Aim of the task
Answer these from the Kenn Kaufman profile below:
1. At what age did Kaufman begin his hitchhiking trip around the US and Canada?
2. Which award did the American Birding Association give him in 1992?
3. In which city did Diane Porter's interview with him take place?

Provided passage
────────────────
Kenn Kaufman
Meet Kenn Kaufman
Kenn is a world authority on birding. He's been watching birds since
age six. That's when he discovered to his disappointment that there were
no lions, tigers, or volcanoes in his Indiana home town. However, birds
were all over the place. At age seven he found a book in the library that
enabled him to distinguish between starlings and grackles, and his fascination
with identification began.
At age ten he bought some Sears binoculars, with $20 he'd earned doing
yard work. At 16 he began a hitchhiking trip around the US and Canada to
watch birds. At 19 he set a record for the most North American bird species
sighted in one year. He was associate editor of "American Birds"
magazine until it ceased publication. In 1992 he was honored by the American
Birding Association with the Ludlow Griscom Distinguished Birder Award.
Kenn Kaufman , author, artist, tour leader, speaker
Kenn's articles and illustrations have appeared in numerous birding magazines.
A
Field Guide to Advanced Birding, which he authored and illustrated,
takes field identification to a new level with its fine analysis of subtle
field marks.
He also authored the massive, 675-page Lives
of North American Birds, which includes a brief life history of every
bird species found in North America. (Click on the picture of the book to
see Diane's review of it.)
His most recent book, The
Kingbird Highway describes his early adventures in birding.
The following interview of Kenn Kaufman by Diane Porter took place on
May 17, 1997, in Sioux City, Iowa, where he was the featured speaker for
the 1997 Spring Tri-state Ornithologists' Meeting for Iowa, Nebraska, and
South Dakota.
────────────────
Dataset content
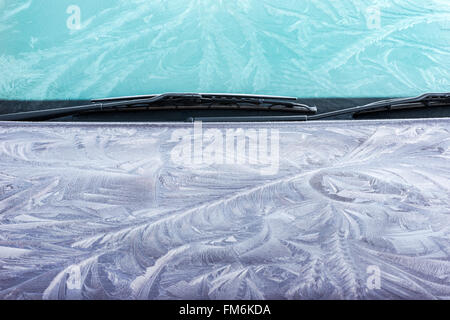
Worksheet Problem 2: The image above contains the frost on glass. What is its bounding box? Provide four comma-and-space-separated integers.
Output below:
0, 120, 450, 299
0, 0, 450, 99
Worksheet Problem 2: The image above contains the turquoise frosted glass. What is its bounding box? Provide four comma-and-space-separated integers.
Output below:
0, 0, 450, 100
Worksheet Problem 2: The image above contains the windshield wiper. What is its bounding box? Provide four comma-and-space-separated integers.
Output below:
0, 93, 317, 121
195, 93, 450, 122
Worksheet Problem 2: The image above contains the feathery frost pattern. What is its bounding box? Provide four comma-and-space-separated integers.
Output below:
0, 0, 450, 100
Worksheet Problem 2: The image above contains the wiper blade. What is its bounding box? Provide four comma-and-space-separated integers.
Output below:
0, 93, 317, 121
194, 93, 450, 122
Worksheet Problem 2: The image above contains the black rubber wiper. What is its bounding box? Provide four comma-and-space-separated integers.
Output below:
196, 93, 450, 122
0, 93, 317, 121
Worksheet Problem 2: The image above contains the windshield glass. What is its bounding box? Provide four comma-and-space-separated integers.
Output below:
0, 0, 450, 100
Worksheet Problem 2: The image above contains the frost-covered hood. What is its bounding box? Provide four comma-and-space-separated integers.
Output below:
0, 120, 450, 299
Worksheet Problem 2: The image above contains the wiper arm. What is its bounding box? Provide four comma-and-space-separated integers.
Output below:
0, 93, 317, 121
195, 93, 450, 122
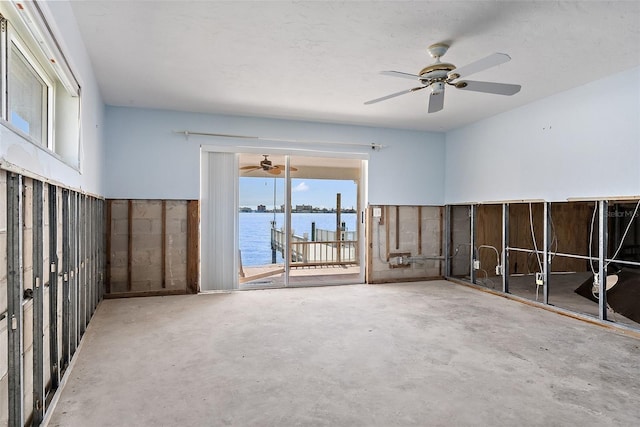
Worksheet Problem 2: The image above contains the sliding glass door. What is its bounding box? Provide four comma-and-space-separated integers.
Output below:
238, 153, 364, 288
────────────────
Task response
1. At 16.
2. The Ludlow Griscom Distinguished Birder Award.
3. Sioux City, Iowa.